- Data to process -
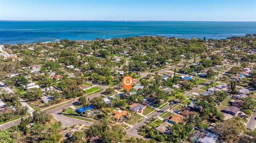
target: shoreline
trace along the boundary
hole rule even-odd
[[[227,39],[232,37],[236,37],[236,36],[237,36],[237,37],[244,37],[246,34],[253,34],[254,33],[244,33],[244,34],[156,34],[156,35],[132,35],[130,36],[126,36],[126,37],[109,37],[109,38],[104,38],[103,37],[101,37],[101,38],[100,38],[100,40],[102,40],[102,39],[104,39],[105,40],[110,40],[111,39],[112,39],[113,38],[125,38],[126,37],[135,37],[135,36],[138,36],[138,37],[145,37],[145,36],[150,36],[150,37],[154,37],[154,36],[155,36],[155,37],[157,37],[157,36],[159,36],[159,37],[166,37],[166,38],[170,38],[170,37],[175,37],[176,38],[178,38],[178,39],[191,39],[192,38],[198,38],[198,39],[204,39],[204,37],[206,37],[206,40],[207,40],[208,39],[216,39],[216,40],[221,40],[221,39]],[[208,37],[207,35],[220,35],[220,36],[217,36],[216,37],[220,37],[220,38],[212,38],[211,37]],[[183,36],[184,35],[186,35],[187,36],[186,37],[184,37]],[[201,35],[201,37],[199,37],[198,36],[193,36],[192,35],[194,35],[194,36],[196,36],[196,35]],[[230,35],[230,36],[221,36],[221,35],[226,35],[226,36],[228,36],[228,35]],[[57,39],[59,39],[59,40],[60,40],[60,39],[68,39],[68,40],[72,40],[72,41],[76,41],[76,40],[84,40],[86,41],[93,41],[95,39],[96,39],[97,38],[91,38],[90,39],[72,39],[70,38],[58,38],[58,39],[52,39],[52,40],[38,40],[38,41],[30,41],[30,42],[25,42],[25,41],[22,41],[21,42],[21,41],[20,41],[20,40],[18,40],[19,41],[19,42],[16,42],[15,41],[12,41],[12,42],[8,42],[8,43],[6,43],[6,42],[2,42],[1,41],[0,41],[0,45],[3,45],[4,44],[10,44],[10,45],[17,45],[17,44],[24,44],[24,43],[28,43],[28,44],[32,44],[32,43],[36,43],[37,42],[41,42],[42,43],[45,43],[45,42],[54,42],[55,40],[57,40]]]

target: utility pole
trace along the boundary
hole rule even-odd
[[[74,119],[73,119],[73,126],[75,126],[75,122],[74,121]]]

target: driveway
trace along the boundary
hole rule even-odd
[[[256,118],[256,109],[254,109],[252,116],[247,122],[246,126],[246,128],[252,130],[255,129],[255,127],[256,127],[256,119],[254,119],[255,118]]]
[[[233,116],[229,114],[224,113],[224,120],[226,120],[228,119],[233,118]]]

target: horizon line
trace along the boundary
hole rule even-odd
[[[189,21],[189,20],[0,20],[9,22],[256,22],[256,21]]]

---

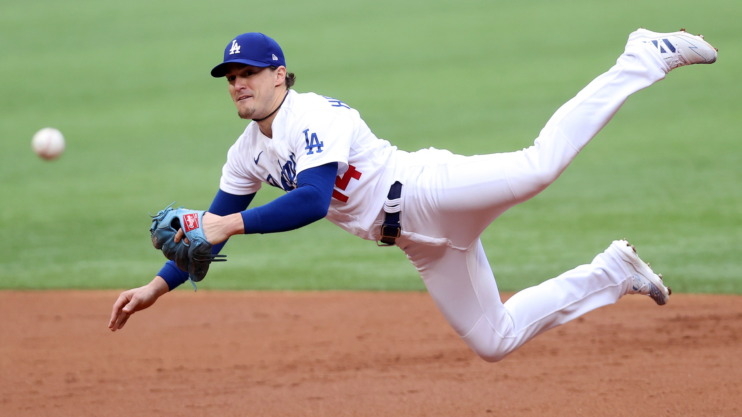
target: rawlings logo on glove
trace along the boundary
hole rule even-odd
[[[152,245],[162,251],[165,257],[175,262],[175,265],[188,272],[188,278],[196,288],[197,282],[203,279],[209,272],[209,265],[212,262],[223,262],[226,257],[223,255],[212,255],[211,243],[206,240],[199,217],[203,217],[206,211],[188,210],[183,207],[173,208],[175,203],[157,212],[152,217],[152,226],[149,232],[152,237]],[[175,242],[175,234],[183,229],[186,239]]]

- Challenge -
Rewrite the listing between the lines holding "target: horizon line" and "[[[189,21],[189,20],[0,20],[9,22],[256,22],[256,21]]]", inclusive, as a CSV with the columns instruction and polygon. Put the text lines in instruction and the coordinate line in polygon, each as one quoted field with line breaks turned into spaces.

- Written solution -
instruction,polygon
"target: horizon line trace along the boundary hole rule even-odd","[[[189,21],[189,20],[0,20],[9,22],[256,22],[256,21]]]"